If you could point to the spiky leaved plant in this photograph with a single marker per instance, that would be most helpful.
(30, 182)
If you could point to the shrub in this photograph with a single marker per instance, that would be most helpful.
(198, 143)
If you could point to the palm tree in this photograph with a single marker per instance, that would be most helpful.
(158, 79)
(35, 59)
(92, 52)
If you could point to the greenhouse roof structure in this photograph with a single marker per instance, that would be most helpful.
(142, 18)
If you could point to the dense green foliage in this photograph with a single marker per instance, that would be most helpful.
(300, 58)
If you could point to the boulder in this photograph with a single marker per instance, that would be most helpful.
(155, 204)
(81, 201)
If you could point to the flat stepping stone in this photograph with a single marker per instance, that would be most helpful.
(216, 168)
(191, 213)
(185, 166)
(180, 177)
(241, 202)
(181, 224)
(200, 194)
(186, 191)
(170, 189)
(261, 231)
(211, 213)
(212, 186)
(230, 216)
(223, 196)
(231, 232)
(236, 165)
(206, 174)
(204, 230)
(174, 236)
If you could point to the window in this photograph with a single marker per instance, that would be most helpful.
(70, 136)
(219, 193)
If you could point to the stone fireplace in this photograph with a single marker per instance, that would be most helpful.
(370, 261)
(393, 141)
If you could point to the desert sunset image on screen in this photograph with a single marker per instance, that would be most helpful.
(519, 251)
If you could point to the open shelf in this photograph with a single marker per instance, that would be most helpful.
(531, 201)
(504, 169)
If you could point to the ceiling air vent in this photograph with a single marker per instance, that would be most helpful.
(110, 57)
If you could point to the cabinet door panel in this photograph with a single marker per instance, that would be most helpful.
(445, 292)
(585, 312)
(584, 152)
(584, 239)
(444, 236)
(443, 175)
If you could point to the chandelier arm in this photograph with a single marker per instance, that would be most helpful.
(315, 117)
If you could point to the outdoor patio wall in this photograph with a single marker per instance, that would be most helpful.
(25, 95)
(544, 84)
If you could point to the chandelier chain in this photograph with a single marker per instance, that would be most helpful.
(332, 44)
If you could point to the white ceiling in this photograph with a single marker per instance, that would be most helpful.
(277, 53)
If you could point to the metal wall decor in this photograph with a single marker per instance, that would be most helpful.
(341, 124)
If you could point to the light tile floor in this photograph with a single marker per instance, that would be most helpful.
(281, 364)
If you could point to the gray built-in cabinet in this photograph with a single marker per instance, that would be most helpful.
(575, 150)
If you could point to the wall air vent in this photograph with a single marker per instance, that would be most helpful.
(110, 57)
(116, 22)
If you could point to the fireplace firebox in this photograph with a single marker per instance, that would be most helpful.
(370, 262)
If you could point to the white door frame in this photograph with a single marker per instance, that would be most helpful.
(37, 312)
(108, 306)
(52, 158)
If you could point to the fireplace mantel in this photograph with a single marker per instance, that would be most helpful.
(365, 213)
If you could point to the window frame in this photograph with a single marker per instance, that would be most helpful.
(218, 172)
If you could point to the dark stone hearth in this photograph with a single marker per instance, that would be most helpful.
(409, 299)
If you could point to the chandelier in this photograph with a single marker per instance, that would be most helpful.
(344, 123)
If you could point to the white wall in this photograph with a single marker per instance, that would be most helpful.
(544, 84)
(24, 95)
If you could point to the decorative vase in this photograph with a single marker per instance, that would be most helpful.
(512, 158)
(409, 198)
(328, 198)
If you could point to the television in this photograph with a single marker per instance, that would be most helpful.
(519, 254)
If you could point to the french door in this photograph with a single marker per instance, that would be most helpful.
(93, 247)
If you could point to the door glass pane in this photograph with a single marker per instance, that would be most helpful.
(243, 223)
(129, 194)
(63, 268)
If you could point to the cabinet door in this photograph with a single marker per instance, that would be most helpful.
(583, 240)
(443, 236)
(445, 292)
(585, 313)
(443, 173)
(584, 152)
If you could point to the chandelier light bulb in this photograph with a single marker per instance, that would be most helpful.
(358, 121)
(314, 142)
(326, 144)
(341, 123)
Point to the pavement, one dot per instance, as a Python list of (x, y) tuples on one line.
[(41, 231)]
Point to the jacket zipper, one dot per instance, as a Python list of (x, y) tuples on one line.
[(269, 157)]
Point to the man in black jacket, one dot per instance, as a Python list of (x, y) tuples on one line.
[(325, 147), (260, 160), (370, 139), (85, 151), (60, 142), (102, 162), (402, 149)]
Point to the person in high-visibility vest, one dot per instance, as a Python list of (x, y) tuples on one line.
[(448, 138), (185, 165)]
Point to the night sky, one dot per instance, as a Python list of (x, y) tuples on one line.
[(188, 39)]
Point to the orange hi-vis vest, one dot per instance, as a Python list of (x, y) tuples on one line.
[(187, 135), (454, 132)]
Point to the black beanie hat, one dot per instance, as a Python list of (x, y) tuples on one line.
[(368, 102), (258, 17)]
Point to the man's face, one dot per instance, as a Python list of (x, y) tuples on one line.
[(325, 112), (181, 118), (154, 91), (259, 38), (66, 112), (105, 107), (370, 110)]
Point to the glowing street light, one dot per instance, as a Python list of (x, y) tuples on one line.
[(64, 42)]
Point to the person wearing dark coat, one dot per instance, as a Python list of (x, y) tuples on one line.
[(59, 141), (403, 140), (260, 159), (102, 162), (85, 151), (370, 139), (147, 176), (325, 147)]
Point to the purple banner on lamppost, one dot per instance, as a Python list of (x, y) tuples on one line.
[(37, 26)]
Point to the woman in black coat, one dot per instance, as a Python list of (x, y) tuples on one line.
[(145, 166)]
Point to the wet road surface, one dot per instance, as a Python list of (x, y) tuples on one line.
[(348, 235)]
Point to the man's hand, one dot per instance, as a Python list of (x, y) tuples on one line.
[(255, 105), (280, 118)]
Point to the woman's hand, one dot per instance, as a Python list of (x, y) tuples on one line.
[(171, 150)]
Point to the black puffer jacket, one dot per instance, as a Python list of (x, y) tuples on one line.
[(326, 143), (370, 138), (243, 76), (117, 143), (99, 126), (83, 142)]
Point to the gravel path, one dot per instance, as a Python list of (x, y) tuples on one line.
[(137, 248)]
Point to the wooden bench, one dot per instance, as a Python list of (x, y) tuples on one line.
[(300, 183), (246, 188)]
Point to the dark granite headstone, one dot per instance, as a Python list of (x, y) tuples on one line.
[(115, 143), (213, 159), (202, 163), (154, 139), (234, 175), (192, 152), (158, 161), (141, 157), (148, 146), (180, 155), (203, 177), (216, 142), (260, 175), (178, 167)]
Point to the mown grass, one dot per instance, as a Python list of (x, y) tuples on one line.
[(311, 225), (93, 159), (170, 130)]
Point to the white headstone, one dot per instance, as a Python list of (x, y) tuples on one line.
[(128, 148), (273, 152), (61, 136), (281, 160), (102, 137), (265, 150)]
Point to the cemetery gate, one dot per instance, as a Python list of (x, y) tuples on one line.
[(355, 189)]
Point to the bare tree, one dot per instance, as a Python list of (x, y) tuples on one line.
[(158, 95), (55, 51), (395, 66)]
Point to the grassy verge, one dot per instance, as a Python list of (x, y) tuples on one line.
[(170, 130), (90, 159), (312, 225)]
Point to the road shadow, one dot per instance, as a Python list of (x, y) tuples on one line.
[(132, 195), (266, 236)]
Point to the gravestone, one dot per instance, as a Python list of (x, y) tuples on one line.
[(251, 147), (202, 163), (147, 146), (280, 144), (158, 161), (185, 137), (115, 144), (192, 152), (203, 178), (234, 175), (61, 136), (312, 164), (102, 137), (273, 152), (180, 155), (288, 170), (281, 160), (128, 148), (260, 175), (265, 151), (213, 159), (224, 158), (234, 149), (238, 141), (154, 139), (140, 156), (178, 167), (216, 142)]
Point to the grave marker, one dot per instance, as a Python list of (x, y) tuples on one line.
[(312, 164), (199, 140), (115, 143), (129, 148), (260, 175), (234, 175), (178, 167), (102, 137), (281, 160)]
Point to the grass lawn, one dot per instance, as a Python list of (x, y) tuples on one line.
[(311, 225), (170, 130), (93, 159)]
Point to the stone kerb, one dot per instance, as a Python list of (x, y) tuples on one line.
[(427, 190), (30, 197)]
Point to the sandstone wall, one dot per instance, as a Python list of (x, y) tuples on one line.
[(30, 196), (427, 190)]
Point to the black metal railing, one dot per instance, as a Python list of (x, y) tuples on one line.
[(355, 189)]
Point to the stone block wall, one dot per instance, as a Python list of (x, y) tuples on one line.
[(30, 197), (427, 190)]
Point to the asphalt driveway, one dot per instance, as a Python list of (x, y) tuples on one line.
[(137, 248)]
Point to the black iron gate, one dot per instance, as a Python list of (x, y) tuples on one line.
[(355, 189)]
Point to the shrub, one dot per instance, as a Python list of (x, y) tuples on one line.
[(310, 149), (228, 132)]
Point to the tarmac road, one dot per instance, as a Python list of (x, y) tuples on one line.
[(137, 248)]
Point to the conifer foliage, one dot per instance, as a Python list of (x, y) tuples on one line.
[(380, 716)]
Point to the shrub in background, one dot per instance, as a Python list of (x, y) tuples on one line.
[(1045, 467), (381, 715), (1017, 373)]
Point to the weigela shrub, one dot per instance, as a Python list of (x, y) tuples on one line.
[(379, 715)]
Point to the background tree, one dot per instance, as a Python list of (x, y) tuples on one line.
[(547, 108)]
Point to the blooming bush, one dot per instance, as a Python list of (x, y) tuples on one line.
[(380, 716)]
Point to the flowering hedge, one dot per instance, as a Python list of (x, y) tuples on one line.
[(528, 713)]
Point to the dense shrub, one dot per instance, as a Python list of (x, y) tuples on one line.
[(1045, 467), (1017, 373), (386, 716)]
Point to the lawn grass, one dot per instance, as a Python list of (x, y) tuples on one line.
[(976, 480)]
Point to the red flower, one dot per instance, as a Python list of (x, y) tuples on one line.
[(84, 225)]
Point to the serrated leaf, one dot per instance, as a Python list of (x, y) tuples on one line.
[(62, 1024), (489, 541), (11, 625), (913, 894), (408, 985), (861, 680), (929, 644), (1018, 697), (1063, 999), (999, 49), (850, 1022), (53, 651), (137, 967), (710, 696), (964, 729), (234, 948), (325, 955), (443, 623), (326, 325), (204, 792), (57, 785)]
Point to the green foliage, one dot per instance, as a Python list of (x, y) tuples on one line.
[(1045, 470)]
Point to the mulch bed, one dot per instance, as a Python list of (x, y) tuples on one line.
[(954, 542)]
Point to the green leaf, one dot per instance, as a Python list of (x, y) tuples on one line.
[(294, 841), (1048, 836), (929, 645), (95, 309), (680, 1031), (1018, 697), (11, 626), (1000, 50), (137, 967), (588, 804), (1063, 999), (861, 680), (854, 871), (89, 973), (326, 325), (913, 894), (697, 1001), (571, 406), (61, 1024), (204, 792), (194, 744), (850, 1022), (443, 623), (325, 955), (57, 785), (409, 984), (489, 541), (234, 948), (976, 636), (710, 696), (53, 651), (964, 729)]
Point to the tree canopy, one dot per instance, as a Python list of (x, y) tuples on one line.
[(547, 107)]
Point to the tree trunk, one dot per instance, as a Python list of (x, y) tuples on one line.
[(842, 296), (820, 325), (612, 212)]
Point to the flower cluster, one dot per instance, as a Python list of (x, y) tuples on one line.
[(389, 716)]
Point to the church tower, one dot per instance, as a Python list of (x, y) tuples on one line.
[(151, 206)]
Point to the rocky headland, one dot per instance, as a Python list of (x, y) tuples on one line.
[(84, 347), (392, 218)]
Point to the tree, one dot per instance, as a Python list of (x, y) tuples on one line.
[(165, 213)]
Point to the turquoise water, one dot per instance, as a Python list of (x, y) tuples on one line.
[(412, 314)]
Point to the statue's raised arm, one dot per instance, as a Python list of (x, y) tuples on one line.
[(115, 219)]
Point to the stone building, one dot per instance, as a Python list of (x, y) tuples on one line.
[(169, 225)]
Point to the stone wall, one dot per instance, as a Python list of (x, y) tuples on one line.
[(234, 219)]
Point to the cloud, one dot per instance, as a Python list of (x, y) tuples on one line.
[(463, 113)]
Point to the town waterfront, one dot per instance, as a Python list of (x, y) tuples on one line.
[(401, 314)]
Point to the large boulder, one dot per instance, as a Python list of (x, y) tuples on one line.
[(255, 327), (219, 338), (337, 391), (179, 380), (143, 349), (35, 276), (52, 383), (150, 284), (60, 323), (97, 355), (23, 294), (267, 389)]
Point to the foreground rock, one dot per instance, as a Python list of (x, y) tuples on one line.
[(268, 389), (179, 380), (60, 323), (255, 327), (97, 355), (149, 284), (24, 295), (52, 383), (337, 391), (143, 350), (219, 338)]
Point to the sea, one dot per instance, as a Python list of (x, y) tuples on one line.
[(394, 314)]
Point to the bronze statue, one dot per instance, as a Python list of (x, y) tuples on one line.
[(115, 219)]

Exercise description: Edit the data starting at the line that has "If you could point to the chandelier light" and ending after the line that has "[(188, 39)]", changing every "jacket" to "coat" and leaving everything else unchanged. Return only those lines.

Output for this exercise:
If you could point to the chandelier light bulb in this photograph with a single marker per instance, that would be most helpful.
(358, 121)
(314, 142)
(326, 144)
(341, 123)
Point to the pavement, one dot per instance, as a Python list of (x, y) tuples on one line.
[(41, 231)]
Point to the coat zipper, one dot per instance, as a Python list of (x, y) tuples on one line.
[(269, 157)]
Point to the man in black coat, one dot per instance, as a Python list of (x, y) tuples on one line.
[(325, 147), (260, 160), (370, 139), (85, 151), (60, 142), (102, 162), (402, 149)]
Point to the person in high-visibility vest, one dot per instance, as a Python list of (x, y) tuples on one line.
[(448, 138), (185, 165)]
Point to the night sky, one dot per instance, as a Python list of (x, y) tuples on one line.
[(188, 39)]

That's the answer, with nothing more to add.